SUPPLIED TEXT:

Regression
Supervised Learning
Training set of \(n\) observations: \(\mathcal{D} = \{(x_1, y_1) \dots (x_n, y_n)\}\).
The input vectors are \(x_i \in \mathbb{R}^D\) and the output (dependent variable) is \(y_i \in \mathbb{R}\).
Let \(X \in \mathbb{R}^{D \times n}\) be the design matrix: column \(i\) of \(X\) corresponds to the input vector \(x_i\):
\begin{equation} X = \begin{bmatrix} x_1 & \dots & x_n \end{bmatrix} \in \mathbb{R}^{D \times n} \end{equation}and let \(y \in \mathbb{R}^n\) be a vector where each element is the output:
\begin{equation} y = \begin{bmatrix} y_1 \\ \vdots \\ y_n \end{bmatrix}. \end{equation}Given a previously unseen input \(x_\ast\) can we predict the output \(y_\ast\)?
- Given \(\mathcal{D}\) find \(y = f(x)\)
Applications
- Depth data from monocular images
- Mapping terrain
- Mapping an environmental quantity (such as temperature)
- Classification
Linear Regression
The Model
- \(y = w_0 + w_1 x_1 + \cdots + w_n x_n\). The goal is to find the weights \(w\).
- By setting \(x_0 = 1\), we can write the model as \(y = w^T x\).
Matrix Form
- Stack all the \(x\) vectors: \(X = \begin{bmatrix}x_1 & \dots & x_n\end{bmatrix}\)
- Stack all the measurements \(y = \begin{bmatrix}y_1 & \dots y_n \end{bmatrix}\)

GOAL: Carry on the regression notes above from their last line, keeping the same style.

INFORMATION SUPPLIED:
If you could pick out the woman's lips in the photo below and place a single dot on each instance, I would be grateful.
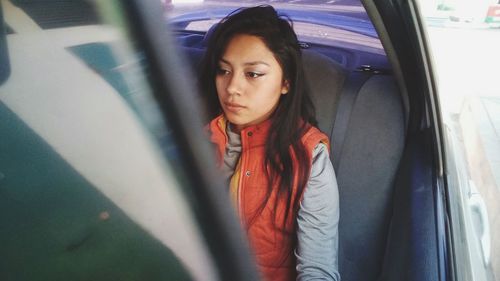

THE ANSWER:
The overall equation is
\begin{equation} y = X^T w \end{equation}- Note that in general, \(X^T \in \mathbb{R}^{n \times D}\)
Least Squares
The regression equation \(y = X^T w\) cannot be solved precisely because there are more measurements than independent variables. Instead we try to minimize the square error:
\begin{equation} w_\ast = \mathrm{arg}\min_w ||X^Tw - y||_2^2 \end{equation}So \(w_\ast = (X X^T)^{-1} X y\) when \(n > D\) (there are more measurements then the dimension of the data \(x\)).
Minimizing with the SVD
- Take the Singular Value Decomposition (SVD) of \(X^T \in \mathbb{R}^{n \times D}\):
- \(X^T = U \Sigma V^T\).
- All matrices have an SVD.
- \(U \in \mathbb{R}^{n \times n}\), \(U^T U = U U^T = I\) (\(U\) is an orthogonal matrix).
- \(V \in \mathbb{R}^{D \times D}\), \(V^T V = V V^T = I\) (\(V\) is an orthogonal matrix).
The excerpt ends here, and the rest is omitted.